(Point labeling dataset excerpts)
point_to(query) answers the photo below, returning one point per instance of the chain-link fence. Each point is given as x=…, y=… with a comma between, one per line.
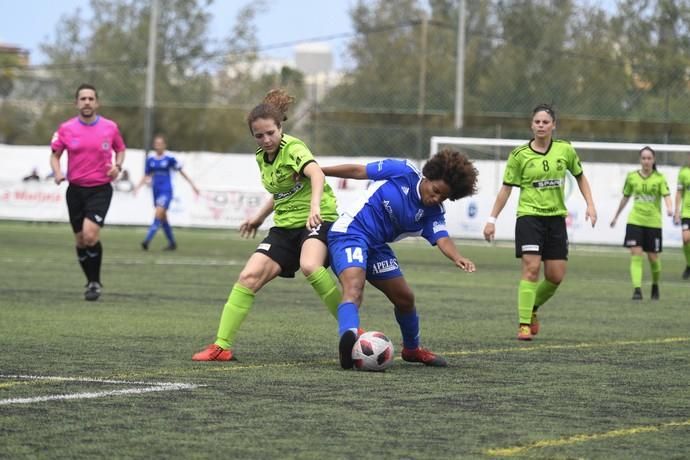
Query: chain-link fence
x=398, y=88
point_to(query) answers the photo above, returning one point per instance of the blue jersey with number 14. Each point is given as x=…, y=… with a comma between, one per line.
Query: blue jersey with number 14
x=392, y=208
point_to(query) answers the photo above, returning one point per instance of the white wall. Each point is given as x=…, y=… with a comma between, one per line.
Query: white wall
x=231, y=191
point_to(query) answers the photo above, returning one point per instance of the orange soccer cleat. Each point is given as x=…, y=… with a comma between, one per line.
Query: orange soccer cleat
x=213, y=353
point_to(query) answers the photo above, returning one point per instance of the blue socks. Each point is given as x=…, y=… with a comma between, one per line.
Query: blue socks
x=348, y=318
x=152, y=230
x=409, y=327
x=168, y=232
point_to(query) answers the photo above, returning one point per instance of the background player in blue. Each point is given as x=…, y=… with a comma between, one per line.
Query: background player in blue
x=158, y=172
x=402, y=202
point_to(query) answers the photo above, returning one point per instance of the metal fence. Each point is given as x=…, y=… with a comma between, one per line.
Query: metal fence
x=397, y=90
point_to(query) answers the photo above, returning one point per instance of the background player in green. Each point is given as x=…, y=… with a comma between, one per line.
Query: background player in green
x=682, y=214
x=304, y=208
x=539, y=169
x=643, y=231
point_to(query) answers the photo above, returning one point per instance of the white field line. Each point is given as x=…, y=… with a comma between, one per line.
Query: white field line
x=130, y=261
x=148, y=387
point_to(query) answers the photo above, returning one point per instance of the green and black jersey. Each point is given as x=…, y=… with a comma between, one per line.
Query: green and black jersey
x=647, y=193
x=684, y=188
x=291, y=189
x=541, y=177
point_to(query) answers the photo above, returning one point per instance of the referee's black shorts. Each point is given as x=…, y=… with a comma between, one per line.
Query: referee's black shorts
x=542, y=235
x=284, y=246
x=648, y=238
x=88, y=203
x=685, y=223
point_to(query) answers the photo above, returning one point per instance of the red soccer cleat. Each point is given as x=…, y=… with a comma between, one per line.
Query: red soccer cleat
x=534, y=325
x=424, y=356
x=524, y=332
x=213, y=353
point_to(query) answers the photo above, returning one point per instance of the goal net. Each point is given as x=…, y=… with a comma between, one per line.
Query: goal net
x=605, y=165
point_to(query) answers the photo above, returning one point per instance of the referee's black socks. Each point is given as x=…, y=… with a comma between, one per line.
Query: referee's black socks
x=82, y=257
x=93, y=262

### WORK REQUIRED
Every line from the one containing "the red soccer" through the end of the data must be repeated exactly, and no other line.

### OUTPUT OF THE TASK
point_to(query) answers the photo above, returning one point per instance of the red soccer cleat. Each point is given as x=…, y=… with a comma between, one per line.
Query: red soccer cleat
x=534, y=325
x=424, y=356
x=524, y=332
x=213, y=353
point_to(query) answers the photo above, returning one point per instance of the goal net. Each point is given as x=…, y=… with a comma between, one per line.
Query: goal net
x=605, y=165
point_to(query) answers the photo above, returning one point per instance of the referee's black socks. Each point is given as x=…, y=… with a comma between, one per line.
Query: referee's black socks
x=82, y=257
x=93, y=262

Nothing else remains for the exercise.